▶ **Exercise**
Your answer needs to include each line of the records in which the string "whole" can be found.

▶ **Data for analysis**
*** Block opens ***

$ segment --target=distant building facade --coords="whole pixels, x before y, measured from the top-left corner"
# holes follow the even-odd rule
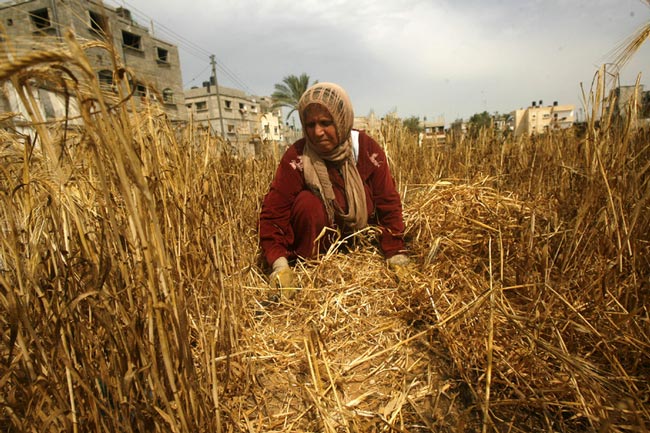
[[[515,136],[544,134],[573,126],[576,120],[574,105],[553,102],[553,105],[544,106],[542,102],[533,101],[530,107],[511,113],[508,126]]]
[[[378,119],[375,112],[371,111],[367,116],[355,116],[352,127],[366,131],[370,135],[377,135],[381,127],[381,119]]]
[[[612,107],[613,104],[613,107]],[[609,95],[606,110],[613,109],[615,118],[625,119],[628,113],[634,111],[638,125],[650,123],[650,91],[644,91],[643,84],[639,86],[619,86]]]
[[[445,144],[447,135],[445,133],[445,118],[439,117],[436,120],[426,120],[420,122],[422,132],[420,134],[420,144]]]
[[[68,28],[82,40],[112,43],[121,62],[133,71],[130,84],[138,99],[156,98],[172,120],[187,119],[178,48],[152,36],[134,22],[129,10],[94,0],[15,0],[0,3],[0,22],[10,41],[27,40],[43,49],[61,42]],[[86,53],[100,83],[110,91],[112,56],[102,48]]]
[[[202,87],[185,91],[185,106],[193,122],[223,137],[244,154],[250,153],[247,146],[256,140],[284,142],[282,111],[271,108],[269,97],[248,95],[230,87],[217,89],[214,83],[206,81]]]

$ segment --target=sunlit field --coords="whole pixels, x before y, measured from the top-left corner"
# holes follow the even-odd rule
[[[124,71],[103,93],[85,48],[0,61],[32,113],[0,114],[1,431],[650,428],[650,131],[597,71],[580,133],[368,131],[412,273],[370,227],[278,303],[256,226],[281,149],[136,110]],[[43,83],[79,115],[43,119]]]

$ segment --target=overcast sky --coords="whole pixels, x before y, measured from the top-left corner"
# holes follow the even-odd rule
[[[543,100],[582,107],[594,74],[650,21],[644,0],[106,0],[176,44],[185,88],[270,95],[290,74],[342,85],[355,114],[447,123]],[[621,84],[650,90],[650,40]]]

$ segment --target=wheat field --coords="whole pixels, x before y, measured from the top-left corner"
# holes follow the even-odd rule
[[[650,131],[598,72],[581,133],[419,146],[387,118],[411,274],[370,227],[274,302],[256,226],[280,149],[104,93],[87,47],[0,62],[29,113],[0,115],[2,431],[648,430]],[[78,114],[44,119],[43,83]]]

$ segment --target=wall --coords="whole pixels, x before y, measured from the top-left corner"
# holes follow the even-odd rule
[[[0,19],[19,54],[32,47],[51,49],[67,29],[80,40],[112,43],[118,61],[132,72],[138,93],[144,96],[146,88],[154,90],[149,97],[156,97],[171,119],[187,119],[178,48],[153,37],[127,10],[94,1],[28,0],[0,5]],[[129,47],[129,43],[137,46]],[[110,80],[115,70],[113,55],[103,48],[90,48],[86,53],[93,69],[98,74],[104,71],[104,81]],[[109,82],[106,86],[110,89]]]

*** Block closes ***

▶ **Written answer**
$ segment --target=distant building facade --coords="whole pixels, x before y, measured from the top-left corner"
$ segment --target=sunlit field --coords="whole pixels, x before y, measured from the top-left corner"
$ segment --target=overcast sky --coords="whole pixels, x before y, measured from the top-left corner"
$ segment --target=wheat field --coords="whole pixels, x before y, measured from the top-left corner"
$ segment --target=wall --coords="whole pixels, x before y, measured from the top-left corner"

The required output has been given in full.